■ Directions ■
Please give the listing again in its entirety, exactly as written.

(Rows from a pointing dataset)
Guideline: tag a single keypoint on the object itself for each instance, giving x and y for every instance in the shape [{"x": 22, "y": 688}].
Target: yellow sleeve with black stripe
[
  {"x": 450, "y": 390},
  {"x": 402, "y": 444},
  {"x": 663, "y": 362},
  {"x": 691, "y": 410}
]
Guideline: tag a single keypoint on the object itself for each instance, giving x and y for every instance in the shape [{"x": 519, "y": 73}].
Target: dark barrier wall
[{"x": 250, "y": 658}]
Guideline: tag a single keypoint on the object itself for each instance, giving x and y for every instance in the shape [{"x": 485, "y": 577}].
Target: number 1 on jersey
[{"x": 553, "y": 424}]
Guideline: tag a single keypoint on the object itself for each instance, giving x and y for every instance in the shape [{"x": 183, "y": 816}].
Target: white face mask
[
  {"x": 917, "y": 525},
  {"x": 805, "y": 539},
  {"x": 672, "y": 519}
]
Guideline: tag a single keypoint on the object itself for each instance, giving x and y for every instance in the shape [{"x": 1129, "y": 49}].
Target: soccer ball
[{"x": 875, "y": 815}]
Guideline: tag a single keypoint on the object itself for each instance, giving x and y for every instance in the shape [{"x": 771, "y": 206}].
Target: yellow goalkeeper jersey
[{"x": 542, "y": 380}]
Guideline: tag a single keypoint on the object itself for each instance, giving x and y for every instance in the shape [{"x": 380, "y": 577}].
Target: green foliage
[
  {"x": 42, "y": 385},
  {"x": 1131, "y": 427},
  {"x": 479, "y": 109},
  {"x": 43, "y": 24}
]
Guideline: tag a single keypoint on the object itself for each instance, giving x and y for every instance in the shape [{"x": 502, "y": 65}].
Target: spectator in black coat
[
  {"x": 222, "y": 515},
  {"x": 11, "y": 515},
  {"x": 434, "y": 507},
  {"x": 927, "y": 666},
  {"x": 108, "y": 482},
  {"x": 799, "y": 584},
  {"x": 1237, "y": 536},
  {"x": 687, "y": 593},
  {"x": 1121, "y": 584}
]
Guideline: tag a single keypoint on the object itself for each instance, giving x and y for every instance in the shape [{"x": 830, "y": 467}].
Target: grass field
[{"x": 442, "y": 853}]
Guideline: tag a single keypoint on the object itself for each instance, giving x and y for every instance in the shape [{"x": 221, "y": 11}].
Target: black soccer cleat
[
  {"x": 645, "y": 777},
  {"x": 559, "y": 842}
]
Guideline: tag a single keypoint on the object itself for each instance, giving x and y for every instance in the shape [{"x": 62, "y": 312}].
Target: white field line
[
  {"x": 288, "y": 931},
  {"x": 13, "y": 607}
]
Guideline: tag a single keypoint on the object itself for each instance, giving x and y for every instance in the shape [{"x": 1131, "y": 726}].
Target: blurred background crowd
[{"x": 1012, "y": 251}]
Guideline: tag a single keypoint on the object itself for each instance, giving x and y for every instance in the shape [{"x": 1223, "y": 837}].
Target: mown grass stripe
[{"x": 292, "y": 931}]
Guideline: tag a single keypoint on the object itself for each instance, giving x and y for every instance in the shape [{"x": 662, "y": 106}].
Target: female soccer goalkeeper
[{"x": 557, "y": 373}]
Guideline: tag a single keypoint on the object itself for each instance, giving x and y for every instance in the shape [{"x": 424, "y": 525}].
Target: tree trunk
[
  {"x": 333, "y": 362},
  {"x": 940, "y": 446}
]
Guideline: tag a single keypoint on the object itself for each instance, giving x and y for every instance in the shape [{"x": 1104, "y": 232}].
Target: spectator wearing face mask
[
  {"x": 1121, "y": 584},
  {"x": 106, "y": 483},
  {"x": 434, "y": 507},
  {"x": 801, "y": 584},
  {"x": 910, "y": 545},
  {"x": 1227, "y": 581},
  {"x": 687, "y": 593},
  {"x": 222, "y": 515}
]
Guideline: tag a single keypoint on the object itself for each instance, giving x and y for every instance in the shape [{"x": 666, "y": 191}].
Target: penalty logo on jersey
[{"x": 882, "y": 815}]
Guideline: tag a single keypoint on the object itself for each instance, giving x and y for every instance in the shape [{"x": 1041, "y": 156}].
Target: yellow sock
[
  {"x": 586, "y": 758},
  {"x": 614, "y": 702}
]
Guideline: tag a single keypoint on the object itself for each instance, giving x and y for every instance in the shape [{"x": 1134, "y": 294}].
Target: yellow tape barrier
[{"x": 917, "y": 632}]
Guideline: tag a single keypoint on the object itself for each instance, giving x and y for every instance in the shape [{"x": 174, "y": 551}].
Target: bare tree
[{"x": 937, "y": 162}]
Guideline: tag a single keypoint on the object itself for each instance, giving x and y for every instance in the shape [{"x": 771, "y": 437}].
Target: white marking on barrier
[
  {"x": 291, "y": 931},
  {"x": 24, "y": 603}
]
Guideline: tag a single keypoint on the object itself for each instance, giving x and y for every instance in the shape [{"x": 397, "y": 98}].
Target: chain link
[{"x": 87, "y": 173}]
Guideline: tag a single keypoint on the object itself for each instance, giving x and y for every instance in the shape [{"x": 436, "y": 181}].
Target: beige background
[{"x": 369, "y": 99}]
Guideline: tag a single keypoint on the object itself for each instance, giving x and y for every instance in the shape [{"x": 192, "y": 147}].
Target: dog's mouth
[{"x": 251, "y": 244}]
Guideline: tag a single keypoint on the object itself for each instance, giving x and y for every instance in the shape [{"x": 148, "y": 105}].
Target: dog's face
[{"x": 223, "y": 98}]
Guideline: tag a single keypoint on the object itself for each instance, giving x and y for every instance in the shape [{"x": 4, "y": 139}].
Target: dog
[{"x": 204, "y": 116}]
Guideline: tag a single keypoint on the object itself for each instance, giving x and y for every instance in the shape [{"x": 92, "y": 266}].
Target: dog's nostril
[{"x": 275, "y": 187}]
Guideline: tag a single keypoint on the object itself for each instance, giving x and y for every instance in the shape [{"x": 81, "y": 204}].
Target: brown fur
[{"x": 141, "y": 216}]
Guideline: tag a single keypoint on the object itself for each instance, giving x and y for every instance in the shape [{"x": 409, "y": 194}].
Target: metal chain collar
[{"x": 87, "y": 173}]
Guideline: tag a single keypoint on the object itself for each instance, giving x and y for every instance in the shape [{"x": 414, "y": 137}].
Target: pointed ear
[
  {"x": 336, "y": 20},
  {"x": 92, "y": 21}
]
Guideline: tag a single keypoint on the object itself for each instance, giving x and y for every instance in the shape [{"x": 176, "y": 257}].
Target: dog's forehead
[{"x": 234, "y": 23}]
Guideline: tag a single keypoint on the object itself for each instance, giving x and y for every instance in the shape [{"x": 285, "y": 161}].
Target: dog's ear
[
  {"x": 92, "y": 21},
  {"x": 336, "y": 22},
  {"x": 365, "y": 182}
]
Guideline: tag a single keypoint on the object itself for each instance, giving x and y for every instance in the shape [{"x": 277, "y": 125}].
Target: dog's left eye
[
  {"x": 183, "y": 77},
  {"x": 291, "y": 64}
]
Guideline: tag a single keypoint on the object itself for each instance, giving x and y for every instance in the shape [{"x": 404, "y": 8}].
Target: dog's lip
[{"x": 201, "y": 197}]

■ The reply ■
Guideline: tag a single keypoint on the object itself for each instance, giving x and y for every instance in the shape [{"x": 22, "y": 688}].
Target: yellow sleeve with black stripe
[
  {"x": 450, "y": 390},
  {"x": 402, "y": 444},
  {"x": 663, "y": 362},
  {"x": 691, "y": 410}
]
Guideline: tag a single keypoint on the object itself for each instance, giving x and y for every instance in the shape [{"x": 519, "y": 73}].
Target: dark barrier wall
[{"x": 250, "y": 658}]
Guideline: tag a single keypoint on the object itself for each instance, giving x and y for every instance in the shape [{"x": 485, "y": 577}].
Target: number 1 on jersey
[{"x": 553, "y": 424}]
Guideline: tag a single keypoint on the object itself for each instance, giving x and y for every instance in the shape [{"x": 183, "y": 816}].
Target: white face mask
[
  {"x": 917, "y": 525},
  {"x": 805, "y": 539},
  {"x": 672, "y": 519}
]
Guideline: tag a single keypoint on the object itself for each instance, giving x and y for every instance in the shape [{"x": 1129, "y": 49}].
Target: soccer ball
[{"x": 875, "y": 815}]
Guideline: tag a single keypoint on the object itself for each instance, giving x and y for every instance in the shape [{"x": 771, "y": 206}].
Target: yellow goalkeeper jersey
[{"x": 542, "y": 380}]
Guideline: tag a single keypoint on the object itself for each instance, giving x and y for every instance in the shape [{"x": 380, "y": 577}].
Target: green foliage
[
  {"x": 42, "y": 385},
  {"x": 1131, "y": 427},
  {"x": 479, "y": 109},
  {"x": 43, "y": 24}
]
Guideline: tag a single keypoint on the object itself for each instance, giving x and y for every instance in the shape [{"x": 502, "y": 65}].
Target: spectator in black coat
[
  {"x": 222, "y": 515},
  {"x": 11, "y": 515},
  {"x": 434, "y": 507},
  {"x": 927, "y": 666},
  {"x": 108, "y": 482},
  {"x": 799, "y": 584},
  {"x": 1237, "y": 536},
  {"x": 687, "y": 593},
  {"x": 1121, "y": 584}
]
Guideline: tag a single keypoint on the object itself for each instance, giving x and y for every instance in the shape [{"x": 830, "y": 467}].
Target: grass field
[{"x": 442, "y": 853}]
Guideline: tag a single keypoint on the object itself for each instance, giving x and y for every instance in the shape [{"x": 221, "y": 11}].
Target: black soccer cleat
[
  {"x": 645, "y": 777},
  {"x": 559, "y": 842}
]
Guideline: tag a single keypoint on the object itself for each instance, giving x and y for every instance in the shape [{"x": 62, "y": 312}].
Target: white field line
[
  {"x": 288, "y": 931},
  {"x": 13, "y": 607}
]
Guideline: tag a single keypoint on the object itself for each instance, giving x and y for every instance in the shape [{"x": 1131, "y": 726}].
Target: blurred background crowd
[{"x": 1012, "y": 251}]
Guideline: tag a single keypoint on the object itself for each instance, giving x and y for every instance in the shape [{"x": 1223, "y": 837}].
Target: mown grass stripe
[{"x": 292, "y": 931}]
Guideline: tag a single keypoint on the object itself for each instance, giving x and y for every instance in the shape [{"x": 662, "y": 106}].
Target: female soccer goalkeeper
[{"x": 557, "y": 373}]
Guideline: tag a single keypoint on the object itself for each instance, giving x and y for every instance in the shape [{"x": 424, "y": 525}].
Target: tree trunk
[
  {"x": 333, "y": 362},
  {"x": 940, "y": 446}
]
Guideline: tag a single keypoint on the object itself for each instance, giving x and y for every instance in the shape [{"x": 1104, "y": 232}].
Target: spectator wearing face mask
[
  {"x": 1121, "y": 584},
  {"x": 106, "y": 483},
  {"x": 434, "y": 507},
  {"x": 801, "y": 584},
  {"x": 910, "y": 545},
  {"x": 1227, "y": 581},
  {"x": 687, "y": 593},
  {"x": 222, "y": 515}
]
Guideline: tag a single keypoint on the object itself for each instance, giving x and y for every instance in the shape [{"x": 666, "y": 191}].
Target: penalty logo on jersey
[{"x": 882, "y": 815}]
Guideline: tag a single keypoint on the object itself for each instance, giving x and y for every instance in the shape [{"x": 1041, "y": 156}].
Target: yellow sock
[
  {"x": 586, "y": 758},
  {"x": 614, "y": 702}
]
Guideline: tag a single keypoint on the object itself for each instance, giving x and y for every instance in the shape [{"x": 1134, "y": 294}].
Target: yellow tape barrier
[{"x": 917, "y": 632}]
Guideline: tag a single keypoint on the object itself for each instance, giving x and y for every instance in the shape [{"x": 174, "y": 551}].
Target: bare tree
[{"x": 937, "y": 162}]
Guideline: tag a single keypoint on the object itself for each instance, giving x and y for every instance in the shape [{"x": 771, "y": 437}].
Target: white marking on barrier
[
  {"x": 291, "y": 931},
  {"x": 24, "y": 603}
]
Guideline: tag a single keypoint on the object itself for each instance, giving x and y for every instance in the shape [{"x": 397, "y": 98}].
Target: chain link
[{"x": 87, "y": 173}]
Guideline: tag a single keypoint on the object itself for each instance, giving x and y for every instance in the shape [{"x": 436, "y": 181}].
Target: beige background
[{"x": 369, "y": 99}]
Guideline: tag a single keypoint on the object itself for each instance, giving x and y for every instance in the shape [{"x": 192, "y": 147}].
Target: dog's mouth
[{"x": 251, "y": 244}]
Guideline: tag a single keypoint on the object itself for each instance, giving x and y for every instance in the shape [{"x": 148, "y": 105}].
Target: dog's face
[{"x": 223, "y": 98}]
Guideline: tag a single keypoint on the object itself for each instance, giving x and y for every instance in the shape [{"x": 4, "y": 139}].
Target: dog
[{"x": 204, "y": 116}]
Guideline: tag a single keypoint on the object itself for each instance, giving x and y for every instance in the shape [{"x": 92, "y": 266}].
Target: dog's nostril
[{"x": 275, "y": 187}]
Guideline: tag a single keypoint on the object itself for each instance, giving x and y for every instance in the shape [{"x": 81, "y": 204}].
Target: brown fur
[{"x": 141, "y": 216}]
Guideline: tag a single keypoint on the object itself for each instance, giving x and y for every instance in the shape [{"x": 409, "y": 194}].
Target: metal chain collar
[{"x": 87, "y": 173}]
Guideline: tag a single keypoint on the object itself for each instance, giving x and y for every instance in the shape [{"x": 414, "y": 137}].
Target: pointed ear
[
  {"x": 336, "y": 20},
  {"x": 92, "y": 21}
]
Guideline: tag a single keypoint on the object itself for each instance, giving x and y for every instance in the shape [{"x": 176, "y": 257}].
Target: dog's forehead
[{"x": 234, "y": 23}]
Guideline: tag a single keypoint on the object itself for each instance, giving x and y for every instance in the shape [{"x": 285, "y": 161}].
Target: dog's ear
[
  {"x": 92, "y": 21},
  {"x": 336, "y": 22},
  {"x": 365, "y": 182}
]
Guideline: tag a single keypoint on the object itself for each instance, giving x and y for every instance in the shape [{"x": 277, "y": 125}].
Target: dog's left eye
[
  {"x": 183, "y": 77},
  {"x": 291, "y": 64}
]
Guideline: tag a single keypoint on the object itself for each instance, giving x and y for every instance in the shape [{"x": 404, "y": 8}].
Target: dog's lip
[{"x": 201, "y": 197}]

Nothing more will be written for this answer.